> _Task to complete_: Reproduce the lines word for word, starting with the line that contains "Please put a point on the distant" and continuing through the last line. Leave the pictures out of your answer.

<<<<

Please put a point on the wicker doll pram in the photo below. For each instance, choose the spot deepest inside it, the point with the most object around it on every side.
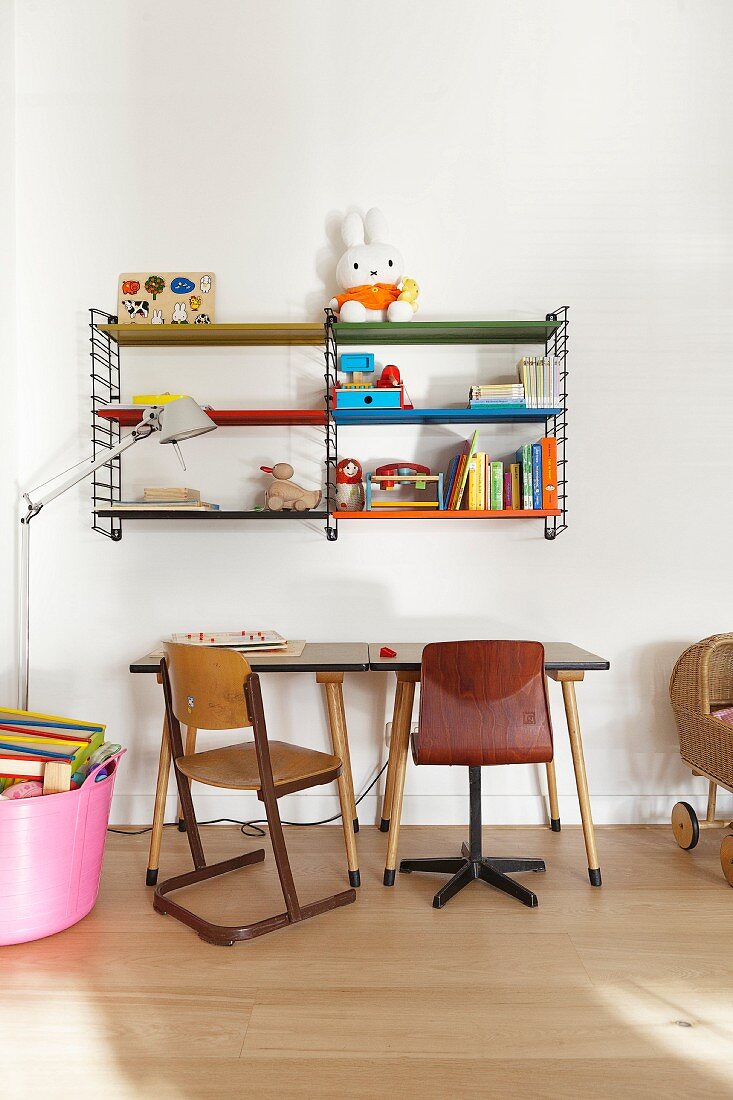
(701, 685)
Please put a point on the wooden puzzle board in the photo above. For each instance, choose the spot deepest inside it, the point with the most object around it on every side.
(165, 297)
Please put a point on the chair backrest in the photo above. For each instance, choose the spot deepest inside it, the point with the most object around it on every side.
(207, 686)
(483, 703)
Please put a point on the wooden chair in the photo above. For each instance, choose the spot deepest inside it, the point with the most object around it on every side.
(215, 689)
(481, 703)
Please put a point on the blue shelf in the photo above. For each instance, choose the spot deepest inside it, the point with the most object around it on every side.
(442, 416)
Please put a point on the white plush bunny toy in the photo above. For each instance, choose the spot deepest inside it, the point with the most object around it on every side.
(370, 273)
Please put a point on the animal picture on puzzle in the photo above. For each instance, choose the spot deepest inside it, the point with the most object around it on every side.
(165, 298)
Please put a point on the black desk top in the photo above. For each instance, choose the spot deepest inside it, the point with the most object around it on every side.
(316, 657)
(558, 655)
(359, 657)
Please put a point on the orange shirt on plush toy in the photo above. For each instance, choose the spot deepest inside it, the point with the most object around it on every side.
(379, 296)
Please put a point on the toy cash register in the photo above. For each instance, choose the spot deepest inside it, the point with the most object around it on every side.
(360, 392)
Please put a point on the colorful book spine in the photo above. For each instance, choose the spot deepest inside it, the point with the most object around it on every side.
(473, 484)
(516, 493)
(536, 476)
(524, 459)
(482, 458)
(496, 486)
(548, 446)
(450, 480)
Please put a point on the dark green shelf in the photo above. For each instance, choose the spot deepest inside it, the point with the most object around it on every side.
(445, 332)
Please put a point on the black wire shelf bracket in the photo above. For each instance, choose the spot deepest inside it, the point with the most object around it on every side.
(330, 353)
(557, 426)
(107, 481)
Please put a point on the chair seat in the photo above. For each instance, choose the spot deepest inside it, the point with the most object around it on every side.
(236, 767)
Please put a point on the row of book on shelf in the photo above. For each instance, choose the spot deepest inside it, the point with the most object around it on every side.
(538, 387)
(476, 482)
(188, 499)
(31, 741)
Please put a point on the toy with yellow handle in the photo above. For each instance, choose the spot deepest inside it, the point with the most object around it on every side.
(409, 292)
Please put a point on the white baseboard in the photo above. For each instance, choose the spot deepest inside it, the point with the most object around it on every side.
(425, 810)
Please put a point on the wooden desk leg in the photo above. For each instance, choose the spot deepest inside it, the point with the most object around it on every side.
(334, 686)
(568, 679)
(401, 723)
(190, 747)
(159, 811)
(551, 795)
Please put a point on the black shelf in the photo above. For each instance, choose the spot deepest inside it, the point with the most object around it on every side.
(204, 514)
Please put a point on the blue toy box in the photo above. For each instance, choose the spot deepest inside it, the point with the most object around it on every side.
(368, 397)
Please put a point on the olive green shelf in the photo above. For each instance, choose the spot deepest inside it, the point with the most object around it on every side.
(262, 334)
(445, 332)
(305, 333)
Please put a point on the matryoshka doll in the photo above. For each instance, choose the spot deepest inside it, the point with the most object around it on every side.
(349, 486)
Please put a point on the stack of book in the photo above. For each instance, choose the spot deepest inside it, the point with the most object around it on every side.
(540, 377)
(166, 498)
(500, 396)
(30, 740)
(474, 482)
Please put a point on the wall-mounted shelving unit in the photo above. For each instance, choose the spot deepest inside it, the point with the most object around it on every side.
(108, 337)
(551, 333)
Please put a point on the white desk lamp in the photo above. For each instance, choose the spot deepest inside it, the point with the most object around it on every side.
(179, 419)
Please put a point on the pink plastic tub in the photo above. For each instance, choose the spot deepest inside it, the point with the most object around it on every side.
(51, 857)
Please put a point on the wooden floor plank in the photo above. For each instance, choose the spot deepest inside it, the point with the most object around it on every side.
(624, 991)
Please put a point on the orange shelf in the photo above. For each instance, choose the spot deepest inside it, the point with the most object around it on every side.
(231, 418)
(413, 514)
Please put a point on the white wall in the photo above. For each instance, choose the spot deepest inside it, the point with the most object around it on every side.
(527, 154)
(8, 405)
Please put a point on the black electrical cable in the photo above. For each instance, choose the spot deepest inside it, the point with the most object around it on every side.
(254, 825)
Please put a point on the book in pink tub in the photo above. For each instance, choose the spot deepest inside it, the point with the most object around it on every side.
(51, 857)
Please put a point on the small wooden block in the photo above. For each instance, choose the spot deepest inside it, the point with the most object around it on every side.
(56, 777)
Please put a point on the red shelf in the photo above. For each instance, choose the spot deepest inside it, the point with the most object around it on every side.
(415, 514)
(231, 418)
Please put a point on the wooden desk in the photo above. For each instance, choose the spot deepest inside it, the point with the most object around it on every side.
(329, 661)
(564, 662)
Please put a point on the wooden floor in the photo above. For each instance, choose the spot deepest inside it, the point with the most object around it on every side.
(624, 991)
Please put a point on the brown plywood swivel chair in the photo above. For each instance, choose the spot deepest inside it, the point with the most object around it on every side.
(215, 689)
(481, 703)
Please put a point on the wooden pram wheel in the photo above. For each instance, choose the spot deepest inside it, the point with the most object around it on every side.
(685, 825)
(726, 858)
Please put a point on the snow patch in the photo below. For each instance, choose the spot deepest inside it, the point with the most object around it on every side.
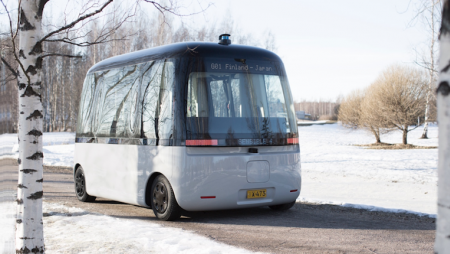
(73, 230)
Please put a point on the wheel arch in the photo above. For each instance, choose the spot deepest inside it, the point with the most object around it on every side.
(77, 165)
(148, 188)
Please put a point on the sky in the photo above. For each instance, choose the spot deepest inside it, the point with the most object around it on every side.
(329, 47)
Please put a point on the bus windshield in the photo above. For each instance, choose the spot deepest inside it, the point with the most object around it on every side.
(239, 109)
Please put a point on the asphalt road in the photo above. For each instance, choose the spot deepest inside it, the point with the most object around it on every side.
(306, 228)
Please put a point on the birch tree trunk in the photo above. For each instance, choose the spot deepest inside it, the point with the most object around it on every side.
(442, 244)
(29, 226)
(431, 68)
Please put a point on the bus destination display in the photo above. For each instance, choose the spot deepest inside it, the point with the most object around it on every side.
(240, 65)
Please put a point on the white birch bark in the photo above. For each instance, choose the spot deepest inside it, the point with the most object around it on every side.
(431, 67)
(442, 244)
(29, 226)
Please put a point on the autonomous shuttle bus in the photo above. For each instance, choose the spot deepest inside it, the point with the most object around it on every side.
(189, 126)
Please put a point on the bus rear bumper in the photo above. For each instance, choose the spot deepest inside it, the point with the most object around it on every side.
(229, 197)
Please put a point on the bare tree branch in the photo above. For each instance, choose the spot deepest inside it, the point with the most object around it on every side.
(13, 42)
(72, 24)
(63, 55)
(9, 67)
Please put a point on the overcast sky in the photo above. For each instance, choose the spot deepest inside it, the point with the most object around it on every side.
(330, 47)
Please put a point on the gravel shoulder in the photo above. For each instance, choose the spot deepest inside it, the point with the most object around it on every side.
(306, 228)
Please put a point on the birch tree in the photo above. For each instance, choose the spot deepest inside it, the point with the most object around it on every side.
(430, 13)
(29, 54)
(442, 243)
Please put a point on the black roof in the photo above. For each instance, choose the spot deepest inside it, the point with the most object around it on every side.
(187, 49)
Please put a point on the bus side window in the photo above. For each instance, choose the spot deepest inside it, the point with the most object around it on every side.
(150, 87)
(165, 115)
(114, 115)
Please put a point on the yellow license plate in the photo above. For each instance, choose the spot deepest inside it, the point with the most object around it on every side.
(257, 193)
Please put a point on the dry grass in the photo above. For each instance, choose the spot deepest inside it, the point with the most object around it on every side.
(388, 146)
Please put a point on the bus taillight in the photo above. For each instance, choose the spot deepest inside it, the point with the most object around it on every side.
(207, 142)
(292, 141)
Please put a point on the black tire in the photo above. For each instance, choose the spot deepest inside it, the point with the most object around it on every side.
(163, 200)
(283, 207)
(80, 186)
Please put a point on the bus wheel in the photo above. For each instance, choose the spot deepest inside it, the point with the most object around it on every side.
(282, 207)
(164, 204)
(80, 186)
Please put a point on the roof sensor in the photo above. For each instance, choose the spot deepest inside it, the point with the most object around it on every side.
(224, 39)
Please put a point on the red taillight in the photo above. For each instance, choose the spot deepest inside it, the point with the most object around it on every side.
(292, 140)
(205, 197)
(208, 142)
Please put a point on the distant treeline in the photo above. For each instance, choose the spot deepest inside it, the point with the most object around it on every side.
(63, 76)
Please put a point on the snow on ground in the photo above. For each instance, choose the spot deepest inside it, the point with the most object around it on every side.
(58, 148)
(335, 171)
(73, 230)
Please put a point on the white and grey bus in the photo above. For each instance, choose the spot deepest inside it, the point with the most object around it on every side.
(194, 126)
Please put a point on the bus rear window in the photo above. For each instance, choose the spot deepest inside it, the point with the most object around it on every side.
(235, 106)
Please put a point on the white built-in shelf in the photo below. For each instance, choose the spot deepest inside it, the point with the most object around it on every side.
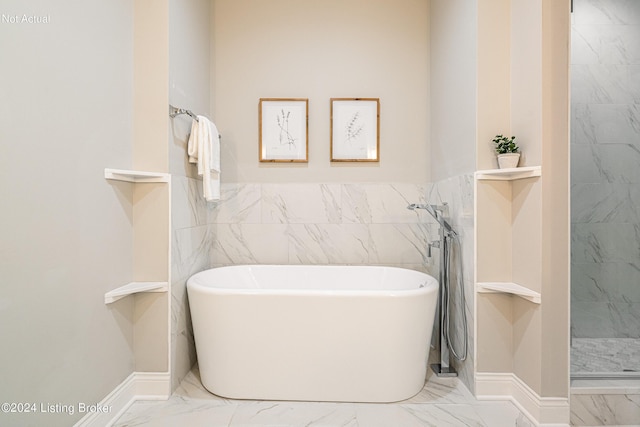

>>>>

> _Response_:
Please put a point on the distant treeline in the photo above. For each instance, choose the spot deepest inside it, the point with the most object around it on every side.
(63, 76)
Please put a point on the snow on ground in the photo above. For each instance, choose the spot deepest inside it, the point with the most object around it on every side.
(58, 148)
(335, 171)
(73, 230)
Please put a point on the white and grey bus in the photo above. For each instance, choose the spot deepest inside it, the point with the most object around it on every side.
(194, 126)
Please put a point on the bus rear window in the photo above. For each instance, choose the spot deepest inside it, the point with the most object around it on every side.
(235, 106)
Please put a point on the white built-in shelf in the photo below. For each instance, choose the spot deepest inside it, the point with the most object around it on every side.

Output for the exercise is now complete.